Textauszug:
Michele Limina / Keystone
Am 8. April 1997 ging eine Schockwelle durch die Stadt Zürich. Es war der Tag, an dem die Fusion des Zürcher SC mit der Eishockey-Sektion des Grasshopper-Clubs zu den «Züri-Lions» angekündigt wurde. «Den ZSC den Löwen geopfert», titelte der «Tages-Anzeiger», «Jetzt brüllen die Löwen» der «Blick», «Wo bleibt der ZSC?» die NZZ.
Nie mehr seit der Play-off-Viertelfinalserie 1992 gegen den HC Lugano war der Zürcher Anhang derart erregt. Doch statt wie damals Euphorie trieb ihn nun die nackte Angst um die Existenz des Klubs um, der für viele zu einer Art zweiter Heimat geworden war.
Der damalige ZSC-Präsident Bernd Böhme, ein liebenswerter, aber doch etwas spröder Deutscher, der nie wirklich im ZSC-Universum angekommen war, sah sich nach Bekanntwerden der Fusionspläne Belästigungen ausgesetzt. Gegenüber der NZZ sprach er von «Psychoterror». Ohne grossen Erfolg versuchte sich Böhme als vermittelnder PR-Arbeiter für das neue Produkt.
Ein emotionsgeladenes Kürzel
Am Anfang der Fusion stand eine Biertisch-Idee. Auf der Rückfahrt aus Herisau begab sich die Führung der Eishockey-Sektion des Grasshopper-Clubs zum Schlummertrunk in eine Pianobar in Frauenfeld. Stunden zuvor hatte ihre Mannschaft trotz den finnischen Weltklassespielern Christian Ruuttu und Mike Nieminen im Appenzellerland ein weiteres Mal den Aufstieg in die Nationalliga A verpasst – zum dritten Mal in den letzten drei Jahren. Die Stimmung war auf dem Nullpunkt. Da sagte Hans-Peter Schwald, einer der finanzkräftigen Männer in der illustren Runde, diese zwei Sätze: «Wir haben das Geld, der ZSC hat den A-Platz. Warum tun wir uns nicht zusammen?»

Ihre Aufgaben:
[A] Beantworten Sie anhand des Textauszugs über die ZSC-Fusion folgende Fragen:
(i) An welchem Tag wurde die Fusion zu den «Züri-Lions» angekündigt?
(ii) Welchen Begriff verwendete Bernd Böhme gegenüber der NZZ für die Belästigungen?
(iii) In welcher Stadt lag die Pianobar, in der die Führung der Grasshopper-Sektion einkehrte?
[B] Erläutern Sie laut dem Textauszug über die ZSC-Fusion, weshalb die Stimmung in der Führung der Eishockey-Sektion des Grasshopper-Clubs auf dem Nullpunkt war.
Bitte stützen Sie sich allein auf den Textauszug.

Unbearbeitete Einträge:
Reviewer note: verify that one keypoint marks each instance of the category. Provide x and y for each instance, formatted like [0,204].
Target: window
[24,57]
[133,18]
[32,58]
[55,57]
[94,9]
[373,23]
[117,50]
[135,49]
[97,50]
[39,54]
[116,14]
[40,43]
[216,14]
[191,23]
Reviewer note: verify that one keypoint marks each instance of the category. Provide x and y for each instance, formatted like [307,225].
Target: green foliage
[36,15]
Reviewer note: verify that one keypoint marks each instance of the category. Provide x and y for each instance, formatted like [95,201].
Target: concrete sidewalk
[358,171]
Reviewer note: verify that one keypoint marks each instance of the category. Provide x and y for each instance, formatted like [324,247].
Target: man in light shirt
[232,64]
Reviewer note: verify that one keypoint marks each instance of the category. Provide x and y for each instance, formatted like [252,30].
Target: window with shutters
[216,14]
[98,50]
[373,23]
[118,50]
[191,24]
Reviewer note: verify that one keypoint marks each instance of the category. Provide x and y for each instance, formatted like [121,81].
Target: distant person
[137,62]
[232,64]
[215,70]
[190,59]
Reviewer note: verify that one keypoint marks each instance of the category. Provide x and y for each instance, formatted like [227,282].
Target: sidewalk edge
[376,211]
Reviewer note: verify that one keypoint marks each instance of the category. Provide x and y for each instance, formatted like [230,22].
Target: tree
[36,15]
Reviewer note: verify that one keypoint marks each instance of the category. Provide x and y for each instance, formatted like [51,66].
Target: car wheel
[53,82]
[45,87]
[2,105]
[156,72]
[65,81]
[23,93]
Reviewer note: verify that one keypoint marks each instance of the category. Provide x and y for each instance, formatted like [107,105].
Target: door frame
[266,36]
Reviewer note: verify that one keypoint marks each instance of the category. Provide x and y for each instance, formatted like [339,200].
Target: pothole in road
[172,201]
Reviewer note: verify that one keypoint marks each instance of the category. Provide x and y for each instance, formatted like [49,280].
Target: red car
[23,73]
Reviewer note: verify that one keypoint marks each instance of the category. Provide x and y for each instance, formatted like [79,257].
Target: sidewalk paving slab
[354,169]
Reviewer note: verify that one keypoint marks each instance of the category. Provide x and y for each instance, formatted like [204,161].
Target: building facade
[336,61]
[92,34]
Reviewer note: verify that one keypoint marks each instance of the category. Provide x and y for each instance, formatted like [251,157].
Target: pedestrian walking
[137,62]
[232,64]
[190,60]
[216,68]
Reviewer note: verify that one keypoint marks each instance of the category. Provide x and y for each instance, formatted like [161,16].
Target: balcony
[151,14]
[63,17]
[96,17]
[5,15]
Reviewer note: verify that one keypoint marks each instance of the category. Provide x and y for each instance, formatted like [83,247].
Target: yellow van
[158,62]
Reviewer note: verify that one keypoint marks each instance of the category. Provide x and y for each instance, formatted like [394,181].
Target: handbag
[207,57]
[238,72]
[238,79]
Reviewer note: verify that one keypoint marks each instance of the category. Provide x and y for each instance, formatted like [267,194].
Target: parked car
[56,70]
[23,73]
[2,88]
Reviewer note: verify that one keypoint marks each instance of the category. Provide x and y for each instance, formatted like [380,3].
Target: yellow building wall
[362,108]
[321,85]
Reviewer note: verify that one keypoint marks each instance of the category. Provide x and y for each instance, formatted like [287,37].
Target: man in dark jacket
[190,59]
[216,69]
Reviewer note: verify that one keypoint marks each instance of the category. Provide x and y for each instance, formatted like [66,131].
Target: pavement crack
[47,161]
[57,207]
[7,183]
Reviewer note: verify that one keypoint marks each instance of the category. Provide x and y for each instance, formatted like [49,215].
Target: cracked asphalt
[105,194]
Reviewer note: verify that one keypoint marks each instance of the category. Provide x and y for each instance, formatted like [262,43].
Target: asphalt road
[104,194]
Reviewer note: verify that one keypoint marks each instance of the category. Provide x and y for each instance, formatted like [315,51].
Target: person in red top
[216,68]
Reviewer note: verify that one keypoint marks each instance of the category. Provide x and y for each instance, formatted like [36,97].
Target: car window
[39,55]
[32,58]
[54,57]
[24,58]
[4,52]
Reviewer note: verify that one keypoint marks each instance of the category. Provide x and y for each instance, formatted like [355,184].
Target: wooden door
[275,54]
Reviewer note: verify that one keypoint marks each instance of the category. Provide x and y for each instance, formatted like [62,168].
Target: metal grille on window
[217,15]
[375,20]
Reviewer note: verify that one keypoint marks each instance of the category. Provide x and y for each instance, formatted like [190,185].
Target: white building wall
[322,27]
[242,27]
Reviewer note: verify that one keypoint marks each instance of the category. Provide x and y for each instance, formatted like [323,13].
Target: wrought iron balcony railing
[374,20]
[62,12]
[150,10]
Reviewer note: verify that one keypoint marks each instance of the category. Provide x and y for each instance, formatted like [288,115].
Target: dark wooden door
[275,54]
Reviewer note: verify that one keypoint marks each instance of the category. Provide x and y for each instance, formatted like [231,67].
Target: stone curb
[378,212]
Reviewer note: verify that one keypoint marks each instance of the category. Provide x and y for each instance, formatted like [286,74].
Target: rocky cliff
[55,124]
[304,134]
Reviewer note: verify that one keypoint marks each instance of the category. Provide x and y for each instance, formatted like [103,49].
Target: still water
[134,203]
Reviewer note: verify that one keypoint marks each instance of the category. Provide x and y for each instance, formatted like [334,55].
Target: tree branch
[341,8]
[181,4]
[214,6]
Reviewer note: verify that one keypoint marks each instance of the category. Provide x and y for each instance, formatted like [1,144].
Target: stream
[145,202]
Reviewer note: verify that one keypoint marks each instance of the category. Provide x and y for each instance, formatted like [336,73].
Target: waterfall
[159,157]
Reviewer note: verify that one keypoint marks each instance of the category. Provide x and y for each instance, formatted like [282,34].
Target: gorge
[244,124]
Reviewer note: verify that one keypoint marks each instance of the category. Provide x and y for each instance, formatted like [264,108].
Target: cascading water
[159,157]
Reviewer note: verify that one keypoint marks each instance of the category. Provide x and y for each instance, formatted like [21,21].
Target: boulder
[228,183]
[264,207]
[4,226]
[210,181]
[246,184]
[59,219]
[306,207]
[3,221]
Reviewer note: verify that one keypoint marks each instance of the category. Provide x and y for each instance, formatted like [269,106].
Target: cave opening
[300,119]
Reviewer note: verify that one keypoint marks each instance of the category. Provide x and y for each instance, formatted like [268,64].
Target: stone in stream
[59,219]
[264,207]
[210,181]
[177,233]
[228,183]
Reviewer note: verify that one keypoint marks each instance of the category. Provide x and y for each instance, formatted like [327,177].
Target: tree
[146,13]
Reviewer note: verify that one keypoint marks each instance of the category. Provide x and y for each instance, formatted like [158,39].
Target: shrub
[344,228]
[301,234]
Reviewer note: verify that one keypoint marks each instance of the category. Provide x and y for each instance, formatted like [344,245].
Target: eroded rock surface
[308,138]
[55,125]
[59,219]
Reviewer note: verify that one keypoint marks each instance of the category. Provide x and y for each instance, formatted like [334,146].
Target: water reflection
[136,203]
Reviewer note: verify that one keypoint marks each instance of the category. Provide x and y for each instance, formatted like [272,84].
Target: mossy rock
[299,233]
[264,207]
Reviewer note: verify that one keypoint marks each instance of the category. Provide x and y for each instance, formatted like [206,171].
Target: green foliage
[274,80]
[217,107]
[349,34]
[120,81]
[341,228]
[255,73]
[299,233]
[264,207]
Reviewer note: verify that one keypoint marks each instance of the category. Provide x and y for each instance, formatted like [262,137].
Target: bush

Die Ergebnisse:
[A]
(i) Am 8. April 1997.
(ii) «Psychoterror».
(iii) In Frauenfeld.

[B] Ihre Mannschaft hatte wenige Stunden zuvor in Herisau erneut den Aufstieg in die Nationalliga A verpasst. Dies geschah trotz der finnischen Weltklassespieler Christian Ruuttu und Mike Nieminen. Es war bereits das dritte Mal in den letzten drei Jahren.